Provide the number of lines in the records that hold the string "bucket", without any other words.

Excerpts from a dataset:
•••

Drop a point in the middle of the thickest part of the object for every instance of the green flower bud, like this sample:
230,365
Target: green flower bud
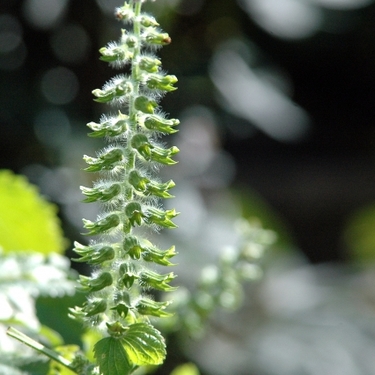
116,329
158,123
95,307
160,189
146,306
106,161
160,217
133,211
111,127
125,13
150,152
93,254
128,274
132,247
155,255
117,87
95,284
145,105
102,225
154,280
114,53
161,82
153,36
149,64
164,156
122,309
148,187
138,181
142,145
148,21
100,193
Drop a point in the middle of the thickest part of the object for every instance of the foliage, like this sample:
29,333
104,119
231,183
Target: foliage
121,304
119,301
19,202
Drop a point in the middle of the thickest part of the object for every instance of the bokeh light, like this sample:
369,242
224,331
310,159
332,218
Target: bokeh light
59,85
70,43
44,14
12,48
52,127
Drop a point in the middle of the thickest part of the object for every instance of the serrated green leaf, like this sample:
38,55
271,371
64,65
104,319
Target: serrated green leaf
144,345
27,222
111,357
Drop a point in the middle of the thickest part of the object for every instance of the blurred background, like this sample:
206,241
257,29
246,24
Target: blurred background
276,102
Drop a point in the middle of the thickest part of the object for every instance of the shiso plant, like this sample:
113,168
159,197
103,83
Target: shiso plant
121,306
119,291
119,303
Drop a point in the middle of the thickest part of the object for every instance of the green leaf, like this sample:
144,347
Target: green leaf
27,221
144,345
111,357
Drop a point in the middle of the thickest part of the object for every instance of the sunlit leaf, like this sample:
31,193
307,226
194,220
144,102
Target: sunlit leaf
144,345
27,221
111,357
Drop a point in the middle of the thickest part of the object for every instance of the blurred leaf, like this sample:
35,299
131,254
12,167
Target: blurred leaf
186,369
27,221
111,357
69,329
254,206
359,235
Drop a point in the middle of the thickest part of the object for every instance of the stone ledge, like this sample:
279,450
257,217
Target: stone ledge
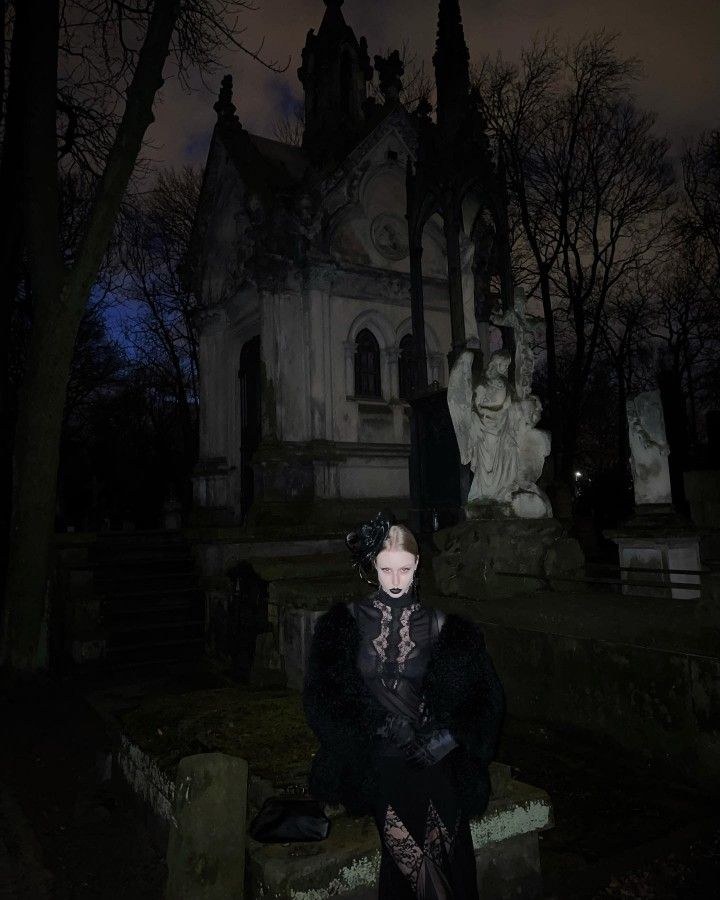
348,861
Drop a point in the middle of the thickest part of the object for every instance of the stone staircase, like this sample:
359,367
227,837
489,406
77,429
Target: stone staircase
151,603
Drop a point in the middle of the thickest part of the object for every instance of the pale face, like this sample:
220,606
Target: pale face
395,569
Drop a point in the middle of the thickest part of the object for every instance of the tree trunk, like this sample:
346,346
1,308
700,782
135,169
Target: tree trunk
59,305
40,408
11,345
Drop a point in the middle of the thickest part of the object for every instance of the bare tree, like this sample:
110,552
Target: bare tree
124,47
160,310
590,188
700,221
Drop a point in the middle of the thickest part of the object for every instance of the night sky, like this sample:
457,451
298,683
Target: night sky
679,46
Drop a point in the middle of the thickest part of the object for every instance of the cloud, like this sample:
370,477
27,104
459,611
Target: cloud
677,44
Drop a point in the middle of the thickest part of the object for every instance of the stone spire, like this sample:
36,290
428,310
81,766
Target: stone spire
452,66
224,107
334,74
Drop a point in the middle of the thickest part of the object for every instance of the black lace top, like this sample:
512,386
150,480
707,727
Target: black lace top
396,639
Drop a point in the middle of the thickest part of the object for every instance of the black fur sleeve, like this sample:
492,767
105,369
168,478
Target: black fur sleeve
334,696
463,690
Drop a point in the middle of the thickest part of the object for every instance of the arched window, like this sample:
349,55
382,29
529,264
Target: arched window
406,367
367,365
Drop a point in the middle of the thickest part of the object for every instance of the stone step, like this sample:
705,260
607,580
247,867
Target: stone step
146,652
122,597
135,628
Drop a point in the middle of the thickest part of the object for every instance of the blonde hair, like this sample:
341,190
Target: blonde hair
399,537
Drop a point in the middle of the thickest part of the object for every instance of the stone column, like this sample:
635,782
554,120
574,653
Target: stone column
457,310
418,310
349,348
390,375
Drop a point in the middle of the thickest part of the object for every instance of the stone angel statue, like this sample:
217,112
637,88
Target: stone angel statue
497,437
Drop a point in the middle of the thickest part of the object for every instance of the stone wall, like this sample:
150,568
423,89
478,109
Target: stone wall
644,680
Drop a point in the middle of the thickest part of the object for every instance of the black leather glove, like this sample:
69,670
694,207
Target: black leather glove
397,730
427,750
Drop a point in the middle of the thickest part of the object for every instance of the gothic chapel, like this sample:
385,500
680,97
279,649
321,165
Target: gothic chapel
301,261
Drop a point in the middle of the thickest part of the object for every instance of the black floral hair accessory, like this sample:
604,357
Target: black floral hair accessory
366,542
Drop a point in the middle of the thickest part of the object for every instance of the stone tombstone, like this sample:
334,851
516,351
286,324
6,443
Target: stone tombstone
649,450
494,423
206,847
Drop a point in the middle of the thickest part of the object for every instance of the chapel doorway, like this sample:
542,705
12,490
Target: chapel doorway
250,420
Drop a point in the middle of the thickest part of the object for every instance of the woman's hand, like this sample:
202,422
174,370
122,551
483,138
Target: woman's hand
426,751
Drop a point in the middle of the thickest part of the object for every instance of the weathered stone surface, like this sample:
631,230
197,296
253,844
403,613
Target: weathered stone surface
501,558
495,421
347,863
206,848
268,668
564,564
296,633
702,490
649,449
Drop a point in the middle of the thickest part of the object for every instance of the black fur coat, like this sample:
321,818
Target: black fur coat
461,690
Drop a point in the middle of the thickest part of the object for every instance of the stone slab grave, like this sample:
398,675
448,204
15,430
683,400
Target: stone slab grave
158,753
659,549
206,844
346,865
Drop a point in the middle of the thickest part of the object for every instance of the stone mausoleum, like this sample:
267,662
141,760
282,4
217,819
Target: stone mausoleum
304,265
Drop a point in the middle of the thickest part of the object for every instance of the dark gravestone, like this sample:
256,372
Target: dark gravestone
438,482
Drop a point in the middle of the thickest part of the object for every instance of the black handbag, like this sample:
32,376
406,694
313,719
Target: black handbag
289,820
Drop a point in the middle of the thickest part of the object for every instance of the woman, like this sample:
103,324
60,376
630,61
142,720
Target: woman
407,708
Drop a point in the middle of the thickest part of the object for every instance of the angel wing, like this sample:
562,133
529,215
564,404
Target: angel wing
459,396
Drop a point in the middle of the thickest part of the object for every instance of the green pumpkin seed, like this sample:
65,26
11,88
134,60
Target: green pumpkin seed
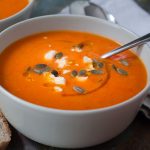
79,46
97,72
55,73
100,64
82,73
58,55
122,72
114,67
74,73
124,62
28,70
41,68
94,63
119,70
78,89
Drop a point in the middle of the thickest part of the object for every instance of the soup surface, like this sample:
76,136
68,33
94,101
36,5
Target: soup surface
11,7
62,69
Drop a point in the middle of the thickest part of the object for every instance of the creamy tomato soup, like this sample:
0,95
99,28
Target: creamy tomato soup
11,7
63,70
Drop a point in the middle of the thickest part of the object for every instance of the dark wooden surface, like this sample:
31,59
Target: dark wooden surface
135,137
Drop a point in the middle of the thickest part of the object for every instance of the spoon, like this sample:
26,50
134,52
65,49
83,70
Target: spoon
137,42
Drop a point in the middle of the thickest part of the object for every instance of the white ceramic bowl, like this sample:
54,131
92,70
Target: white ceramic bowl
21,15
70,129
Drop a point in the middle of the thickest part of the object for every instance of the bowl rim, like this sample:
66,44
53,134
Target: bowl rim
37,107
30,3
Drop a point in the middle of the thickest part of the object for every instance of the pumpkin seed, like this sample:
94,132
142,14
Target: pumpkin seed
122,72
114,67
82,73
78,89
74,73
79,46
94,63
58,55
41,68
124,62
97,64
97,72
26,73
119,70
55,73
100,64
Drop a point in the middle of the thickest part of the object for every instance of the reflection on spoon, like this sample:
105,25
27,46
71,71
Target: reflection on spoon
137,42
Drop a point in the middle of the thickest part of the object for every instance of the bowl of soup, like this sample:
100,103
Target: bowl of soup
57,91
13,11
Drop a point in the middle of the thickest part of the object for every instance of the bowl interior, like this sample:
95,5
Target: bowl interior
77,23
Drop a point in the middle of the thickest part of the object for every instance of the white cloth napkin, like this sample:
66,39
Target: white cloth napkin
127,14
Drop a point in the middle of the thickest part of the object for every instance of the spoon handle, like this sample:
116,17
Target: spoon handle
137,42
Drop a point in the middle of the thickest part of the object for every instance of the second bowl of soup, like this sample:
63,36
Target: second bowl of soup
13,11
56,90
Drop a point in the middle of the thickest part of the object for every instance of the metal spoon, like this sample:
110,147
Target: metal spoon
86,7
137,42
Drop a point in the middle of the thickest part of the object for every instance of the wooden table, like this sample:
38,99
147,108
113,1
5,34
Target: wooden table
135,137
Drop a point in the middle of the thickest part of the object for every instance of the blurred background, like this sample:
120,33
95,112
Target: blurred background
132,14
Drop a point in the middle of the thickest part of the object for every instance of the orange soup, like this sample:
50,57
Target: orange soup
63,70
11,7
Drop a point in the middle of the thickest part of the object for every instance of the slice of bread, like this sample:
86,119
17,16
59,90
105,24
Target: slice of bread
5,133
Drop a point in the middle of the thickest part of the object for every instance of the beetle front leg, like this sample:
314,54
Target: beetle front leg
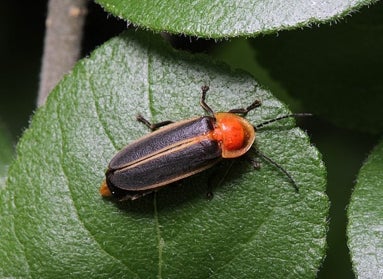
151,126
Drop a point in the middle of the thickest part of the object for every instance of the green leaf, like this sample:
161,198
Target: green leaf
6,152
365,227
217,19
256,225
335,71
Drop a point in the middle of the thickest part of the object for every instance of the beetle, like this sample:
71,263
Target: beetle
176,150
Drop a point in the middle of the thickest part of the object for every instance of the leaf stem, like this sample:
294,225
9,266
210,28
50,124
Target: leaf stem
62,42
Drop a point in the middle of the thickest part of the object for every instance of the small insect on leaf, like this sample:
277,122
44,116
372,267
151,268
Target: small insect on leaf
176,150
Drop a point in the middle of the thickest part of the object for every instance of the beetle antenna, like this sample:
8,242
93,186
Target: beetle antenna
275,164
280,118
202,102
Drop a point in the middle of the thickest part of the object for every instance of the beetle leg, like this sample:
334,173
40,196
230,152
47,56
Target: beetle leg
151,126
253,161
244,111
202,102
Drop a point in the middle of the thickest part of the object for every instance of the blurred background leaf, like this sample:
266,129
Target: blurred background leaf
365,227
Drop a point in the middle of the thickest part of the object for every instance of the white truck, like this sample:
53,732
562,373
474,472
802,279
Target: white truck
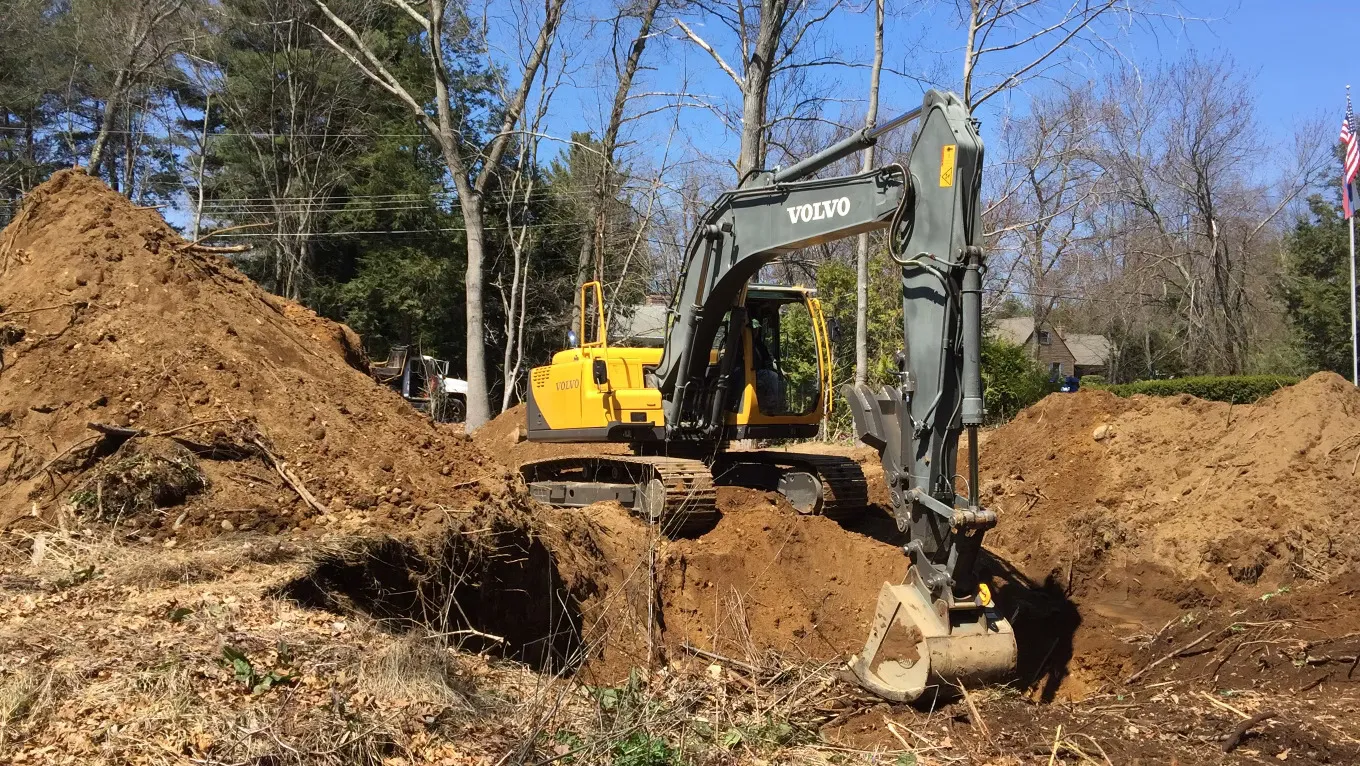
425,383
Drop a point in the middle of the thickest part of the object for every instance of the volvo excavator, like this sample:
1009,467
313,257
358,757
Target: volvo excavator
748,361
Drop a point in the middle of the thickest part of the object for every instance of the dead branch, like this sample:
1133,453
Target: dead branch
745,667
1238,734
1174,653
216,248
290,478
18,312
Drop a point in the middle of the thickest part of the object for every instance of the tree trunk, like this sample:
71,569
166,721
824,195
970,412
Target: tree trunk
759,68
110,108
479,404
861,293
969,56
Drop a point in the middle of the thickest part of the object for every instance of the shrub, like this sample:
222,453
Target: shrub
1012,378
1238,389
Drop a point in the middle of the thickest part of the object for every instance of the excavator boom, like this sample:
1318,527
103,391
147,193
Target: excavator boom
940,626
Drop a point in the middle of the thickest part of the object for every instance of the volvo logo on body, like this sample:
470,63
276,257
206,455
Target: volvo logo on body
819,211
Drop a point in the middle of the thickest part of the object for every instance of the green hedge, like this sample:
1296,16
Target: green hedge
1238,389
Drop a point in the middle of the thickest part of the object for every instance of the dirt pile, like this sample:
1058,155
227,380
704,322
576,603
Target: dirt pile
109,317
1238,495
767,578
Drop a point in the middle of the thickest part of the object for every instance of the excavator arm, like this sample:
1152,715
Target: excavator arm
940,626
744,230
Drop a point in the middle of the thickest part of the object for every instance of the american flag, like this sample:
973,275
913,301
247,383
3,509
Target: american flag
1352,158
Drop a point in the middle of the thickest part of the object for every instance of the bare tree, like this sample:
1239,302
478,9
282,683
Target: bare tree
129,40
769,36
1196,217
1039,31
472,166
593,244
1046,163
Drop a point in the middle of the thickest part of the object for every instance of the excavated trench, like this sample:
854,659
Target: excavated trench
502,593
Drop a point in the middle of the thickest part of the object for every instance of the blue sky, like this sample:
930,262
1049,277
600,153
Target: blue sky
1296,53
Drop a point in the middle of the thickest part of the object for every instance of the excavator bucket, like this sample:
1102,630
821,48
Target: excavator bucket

•••

Answer below:
2